**What is asked:**
Write out the entries again exactly as they are given.

**Given data:**
---
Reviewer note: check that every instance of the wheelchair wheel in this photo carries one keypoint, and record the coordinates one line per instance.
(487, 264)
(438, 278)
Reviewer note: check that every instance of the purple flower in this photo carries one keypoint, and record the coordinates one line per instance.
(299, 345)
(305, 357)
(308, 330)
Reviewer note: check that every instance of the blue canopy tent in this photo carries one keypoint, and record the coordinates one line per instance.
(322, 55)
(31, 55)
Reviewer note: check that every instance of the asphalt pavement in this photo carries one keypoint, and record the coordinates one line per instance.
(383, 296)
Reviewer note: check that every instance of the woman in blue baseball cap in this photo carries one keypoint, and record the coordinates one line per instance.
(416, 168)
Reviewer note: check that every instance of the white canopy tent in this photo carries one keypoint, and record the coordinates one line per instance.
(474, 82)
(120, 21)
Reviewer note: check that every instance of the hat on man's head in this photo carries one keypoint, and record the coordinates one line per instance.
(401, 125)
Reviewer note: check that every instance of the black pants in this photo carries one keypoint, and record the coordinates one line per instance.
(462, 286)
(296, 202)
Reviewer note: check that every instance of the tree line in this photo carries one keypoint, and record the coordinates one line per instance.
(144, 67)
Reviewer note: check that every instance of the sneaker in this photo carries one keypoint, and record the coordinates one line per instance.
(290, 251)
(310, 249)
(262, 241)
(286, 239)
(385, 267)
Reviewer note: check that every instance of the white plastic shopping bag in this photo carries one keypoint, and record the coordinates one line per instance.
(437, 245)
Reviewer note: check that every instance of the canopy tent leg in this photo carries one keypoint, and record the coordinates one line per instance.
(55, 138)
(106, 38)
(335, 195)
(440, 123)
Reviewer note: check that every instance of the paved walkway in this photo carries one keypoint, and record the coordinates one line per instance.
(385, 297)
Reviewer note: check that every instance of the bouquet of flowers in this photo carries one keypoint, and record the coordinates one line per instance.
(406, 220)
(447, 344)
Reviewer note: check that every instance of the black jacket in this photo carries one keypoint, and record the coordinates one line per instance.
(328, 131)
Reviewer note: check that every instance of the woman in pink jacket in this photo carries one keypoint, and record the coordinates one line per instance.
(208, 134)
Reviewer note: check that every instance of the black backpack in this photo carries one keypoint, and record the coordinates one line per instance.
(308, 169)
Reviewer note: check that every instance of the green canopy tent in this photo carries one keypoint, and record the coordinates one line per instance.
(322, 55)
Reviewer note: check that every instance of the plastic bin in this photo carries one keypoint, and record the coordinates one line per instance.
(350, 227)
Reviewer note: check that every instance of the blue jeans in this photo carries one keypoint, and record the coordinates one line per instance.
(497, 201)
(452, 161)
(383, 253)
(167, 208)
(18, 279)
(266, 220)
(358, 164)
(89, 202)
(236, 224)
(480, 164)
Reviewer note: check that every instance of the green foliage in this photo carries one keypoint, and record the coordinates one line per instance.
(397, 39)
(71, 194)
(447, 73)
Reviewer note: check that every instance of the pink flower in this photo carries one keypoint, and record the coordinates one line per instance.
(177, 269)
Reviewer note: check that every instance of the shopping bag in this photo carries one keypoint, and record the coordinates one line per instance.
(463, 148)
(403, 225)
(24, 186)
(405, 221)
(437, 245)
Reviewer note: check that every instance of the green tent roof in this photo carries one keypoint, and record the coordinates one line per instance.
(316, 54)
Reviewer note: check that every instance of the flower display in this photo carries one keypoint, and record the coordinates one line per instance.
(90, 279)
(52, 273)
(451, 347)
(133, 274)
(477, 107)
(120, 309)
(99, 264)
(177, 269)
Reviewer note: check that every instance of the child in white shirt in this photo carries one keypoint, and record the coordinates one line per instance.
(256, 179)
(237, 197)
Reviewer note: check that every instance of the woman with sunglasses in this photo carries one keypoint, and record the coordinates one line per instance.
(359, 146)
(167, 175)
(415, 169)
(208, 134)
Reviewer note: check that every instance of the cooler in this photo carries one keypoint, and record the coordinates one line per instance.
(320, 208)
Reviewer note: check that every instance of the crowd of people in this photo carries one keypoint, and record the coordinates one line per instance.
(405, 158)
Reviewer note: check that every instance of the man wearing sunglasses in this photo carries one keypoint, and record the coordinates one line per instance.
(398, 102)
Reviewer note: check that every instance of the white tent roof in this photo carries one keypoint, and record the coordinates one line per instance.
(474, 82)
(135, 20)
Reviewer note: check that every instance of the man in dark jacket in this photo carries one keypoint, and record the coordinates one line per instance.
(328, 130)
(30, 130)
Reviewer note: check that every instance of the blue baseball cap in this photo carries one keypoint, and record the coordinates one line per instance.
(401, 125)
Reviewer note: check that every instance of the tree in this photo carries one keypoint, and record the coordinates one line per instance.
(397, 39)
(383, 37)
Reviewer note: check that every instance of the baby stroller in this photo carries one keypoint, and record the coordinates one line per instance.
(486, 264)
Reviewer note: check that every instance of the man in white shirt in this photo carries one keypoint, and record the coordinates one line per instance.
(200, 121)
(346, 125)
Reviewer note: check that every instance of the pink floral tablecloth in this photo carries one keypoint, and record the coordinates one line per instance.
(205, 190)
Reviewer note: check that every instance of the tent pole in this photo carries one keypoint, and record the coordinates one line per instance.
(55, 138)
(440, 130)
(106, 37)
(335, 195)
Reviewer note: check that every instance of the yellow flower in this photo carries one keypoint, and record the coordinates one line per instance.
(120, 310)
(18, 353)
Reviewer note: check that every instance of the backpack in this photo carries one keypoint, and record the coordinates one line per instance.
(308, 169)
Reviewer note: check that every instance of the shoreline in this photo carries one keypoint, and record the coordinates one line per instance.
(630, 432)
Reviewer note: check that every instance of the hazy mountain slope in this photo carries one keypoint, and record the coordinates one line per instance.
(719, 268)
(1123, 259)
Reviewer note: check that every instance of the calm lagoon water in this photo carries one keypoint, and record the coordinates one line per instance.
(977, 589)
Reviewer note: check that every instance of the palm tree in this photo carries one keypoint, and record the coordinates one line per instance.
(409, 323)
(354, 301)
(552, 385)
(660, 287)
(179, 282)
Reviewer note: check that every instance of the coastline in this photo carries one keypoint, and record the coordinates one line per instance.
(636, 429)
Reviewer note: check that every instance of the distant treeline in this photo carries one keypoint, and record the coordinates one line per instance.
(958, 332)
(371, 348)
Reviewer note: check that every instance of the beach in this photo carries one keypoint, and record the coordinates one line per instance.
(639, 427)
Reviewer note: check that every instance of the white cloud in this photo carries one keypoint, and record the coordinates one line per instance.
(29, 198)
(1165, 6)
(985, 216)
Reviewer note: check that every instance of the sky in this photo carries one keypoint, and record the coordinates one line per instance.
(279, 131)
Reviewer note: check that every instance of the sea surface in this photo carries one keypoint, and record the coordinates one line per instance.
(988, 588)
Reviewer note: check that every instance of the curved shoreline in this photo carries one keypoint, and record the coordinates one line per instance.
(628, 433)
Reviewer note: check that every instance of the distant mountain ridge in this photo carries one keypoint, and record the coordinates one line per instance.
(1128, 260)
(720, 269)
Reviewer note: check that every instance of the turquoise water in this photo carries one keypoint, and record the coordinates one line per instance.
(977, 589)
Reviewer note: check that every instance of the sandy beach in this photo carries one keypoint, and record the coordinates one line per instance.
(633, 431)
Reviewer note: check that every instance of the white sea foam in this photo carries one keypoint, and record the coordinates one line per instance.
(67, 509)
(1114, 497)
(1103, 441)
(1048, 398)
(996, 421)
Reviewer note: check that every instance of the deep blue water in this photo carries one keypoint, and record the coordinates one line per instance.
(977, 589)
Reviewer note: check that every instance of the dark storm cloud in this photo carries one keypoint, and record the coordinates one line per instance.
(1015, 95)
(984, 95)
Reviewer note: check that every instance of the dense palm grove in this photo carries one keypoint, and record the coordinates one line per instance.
---
**The response:**
Reviewer note: check that every instance of the wheelchair wheel in this photo carries one keypoint, and record the coordinates one line per instance.
(487, 264)
(438, 278)
Reviewer note: check that every instance of the purple flower in this photo carries one keypoint, and record the coordinates one line per instance.
(299, 345)
(305, 357)
(308, 330)
Reviewer note: check that every instance of the blue canopy tent in this photo carries one keypoint, and record the coordinates one line per instance.
(322, 55)
(31, 55)
Reviewer note: check that every instance of the asphalt pavement in this photo carries one keypoint, and record the coordinates one line per instance.
(383, 296)
Reviewer note: check that every instance of the woman in blue baseball cap in this photo carries one keypoint, and record the coordinates one line per instance.
(416, 168)
Reviewer note: check that every instance of the white canopy tent in this photo carries one keypoint, and record the coordinates one line per instance.
(474, 82)
(120, 21)
Reviewer note: check that every instance of the hat on man's head in this photo carries one keypoint, and record the coordinates one line per instance.
(401, 125)
Reviewer note: check that every instance of the black pants in this photo carries one keypoint, and record the coordinates one line per instance.
(462, 286)
(296, 202)
Reviewer note: check that every instance of the tree line in this photo carries one keypoint, and record the coordinates one line per instance.
(144, 67)
Reviewer note: check that every instance of the sneaker in this photo carries one keypoint, and record the coordinates one line per instance.
(290, 251)
(310, 249)
(262, 241)
(286, 239)
(385, 267)
Reviewer note: check that every instance of the white plastic shopping bag in this photo carries one keypoint, and record the coordinates one line per instance.
(437, 245)
Reviewer note: check that every instance of the canopy tent leg in this photo carries one keypoint, and record the coordinates one line per instance.
(55, 138)
(106, 38)
(335, 195)
(440, 123)
Reviewer note: check that every instance of the paved walkway in this photo carries one keypoint, and record the coordinates one line per instance.
(385, 297)
Reviewer note: check that every instance of the bouquet of flowers in this photo carries one keypoint, and record the coordinates one line per instance.
(406, 220)
(447, 344)
Reviewer note: check that every instance of the black jacket in this photo carries one keypoint, and record the coordinates one line per instance.
(328, 131)
Reviewer note: check that every instance of the woman in pink jacket in this photo carries one keypoint, and record the coordinates one line per instance.
(208, 134)
Reviewer note: check that every instance of the black backpack in this photo carries one keypoint, and record the coordinates one line per instance.
(308, 169)
Reviewer note: check that every instance of the green canopy tent in this photo carries one keypoint, and record the coordinates one line per instance.
(322, 55)
Reviewer note: check that every instance of the plastic bin in this photo carries one keypoint, and record the coordinates one line per instance.
(350, 227)
Reviewer note: check that every instance of the blue jeans in this photo carries one keypoint, and record the coordinates one line per instance.
(497, 201)
(452, 161)
(383, 253)
(167, 208)
(18, 279)
(266, 220)
(358, 164)
(89, 202)
(236, 224)
(480, 164)
Reviewer note: check that every instance of the green foliage in this photo carries one keypoint, and record the coordinates one line per instance.
(397, 39)
(71, 194)
(447, 73)
Reviewer note: check that every instance of the pink flower in this photo carries one keypoint, and record the coordinates one line per instance.
(177, 269)
Reviewer note: check that every instance of the shopping bag in this photo carries one keypoint, and record the coordinates one line per instance.
(463, 148)
(403, 225)
(24, 186)
(405, 221)
(437, 245)
Reviewer note: check that every instance of the green tent roof in this photo carries one keypoint, and record the coordinates one line per instance.
(316, 54)
Reviewer note: check that every instance of the flower display in this photo carries one keypoint, and record the coordinates one line per instance.
(90, 279)
(52, 273)
(451, 347)
(133, 274)
(477, 107)
(120, 309)
(99, 264)
(177, 269)
Reviewer note: check that every instance of the child in white shirt in this photo carries one keypoint, and record the coordinates one line per instance.
(256, 179)
(237, 197)
Reviewer note: check that every instance of the woman with sunglasses in this photo carries one keypoint, and record the coordinates one line per instance.
(359, 146)
(167, 175)
(415, 169)
(208, 134)
Reviewer note: check that every instance of the cooler in this photo carries one keypoint, and record the coordinates one line per instance.
(320, 208)
Reviewer note: check that every instance of the crowd of people in this photo carries one keypoint, and record the coordinates one line per instance.
(405, 158)
Reviewer note: check that every instance of the man wearing sunglasses in this photo carries one keypoint, and record the coordinates one line per instance.
(398, 102)
Reviewer note: check that every instance of the white tent roof in this photo carries one keypoint, and record the coordinates one line per instance.
(474, 82)
(135, 20)
Reviewer note: check that every instance of the man in dark jacket in this photo carries one keypoint, and record the coordinates one line per instance.
(328, 130)
(30, 130)
Reviewer note: check that every instance of the blue baseball cap in this photo carries one keypoint, and record the coordinates one line per instance.
(401, 125)
Reviewer note: check that every instance of the tree in this photo carries one keypoint, and record the coordinates one line per instance.
(397, 39)
(383, 37)
Reviewer note: check that every instance of the baby stroller in this photo carries one keypoint, and record the coordinates one line per instance.
(486, 264)
Reviewer note: check that every instance of the man in white shirt in this photo carries one keypoint, and record the coordinates one line per instance.
(200, 121)
(346, 125)
Reviewer note: check that every instance of the pink floral tablecloth in this photo carries one keypoint, and record the coordinates one line per instance.
(205, 190)
Reviewer note: check that every instance of the tent pole in this photo carries one keypoint, and record the coordinates one line per instance.
(55, 138)
(440, 130)
(106, 37)
(335, 195)
Reviewer note: check that every instance of the yellow flower in this photo carries one keypoint, and record the coordinates one line per instance.
(120, 310)
(18, 353)
Reviewer note: check that every instance of the backpack in this photo carries one keypoint, and record the coordinates one line per instance.
(308, 169)
Reviewer note: check that every instance of the shoreline in this photo carries one keypoint, and record the coordinates one line per instance.
(630, 432)
Reviewer note: check that every instance of the hazy mountain slope in this photo carries one keypoint, and record the coordinates one line per instance.
(719, 268)
(1123, 259)
Reviewer note: check that every instance of the calm lagoon water in this photo carries one keypoint, and record the coordinates one line per instance.
(977, 589)
Reviewer note: check that every instance of the palm tree in this photo carries one keypoint, and record the coordinates one line per instance.
(409, 323)
(354, 301)
(552, 385)
(660, 287)
(179, 282)
Reviewer note: check that every instance of the coastline in this photo carries one keypoint, and record the coordinates one line per instance.
(636, 429)
Reviewer note: check that every instance of the distant treeline in this photo carries one keypoint, and record the coordinates one line per instance.
(958, 332)
(371, 348)
Reviewer note: check that every instance of the beach in this photo carries one keypoint, and record the coordinates one line per instance.
(639, 427)
Reviewer note: check that every instance of the white cloud in this photo carries one keypoint, and record the coordinates one line per instance.
(29, 198)
(1165, 6)
(985, 216)
Reviewer note: check that every instance of the sky in this photo carries one keypoint, and record the coordinates one line per instance.
(279, 131)
Reviewer note: check that every instance of the sea surface in this photo carries one keypoint, and record the coordinates one line per instance.
(988, 588)
Reviewer note: check that every instance of the curved shoreline in this photo carries one keypoint, and record the coordinates one line per instance.
(628, 433)
Reviewer note: check that every instance of the distant mountain ridge in this photo carries one keypoint, and record the coordinates one line per instance.
(1128, 260)
(720, 269)
Reviewer note: check that every instance of the turquoise water in this photo carries one keypoint, and record the coordinates one line per instance.
(977, 589)
Reviewer note: check that every instance of the sandy beach in this photo carries one keypoint, and record the coordinates one line per instance.
(633, 431)
Reviewer note: check that every instance of the white sea foam in this photo carries one keypoint, and record the coordinates one line per instance.
(67, 509)
(1114, 497)
(1103, 441)
(1048, 398)
(996, 421)
Reviewer note: check that every instance of the deep blue water in this photo carries one keypoint, and record the coordinates one line per instance.
(977, 589)
Reviewer note: check that every instance of the dark storm cloud in this photo carries one keypoint, and record the coordinates one line per instance.
(1015, 95)
(984, 95)
Reviewer note: check that every instance of the dense palm grove in this photo carries one keypoint, and record the coordinates one line per instance.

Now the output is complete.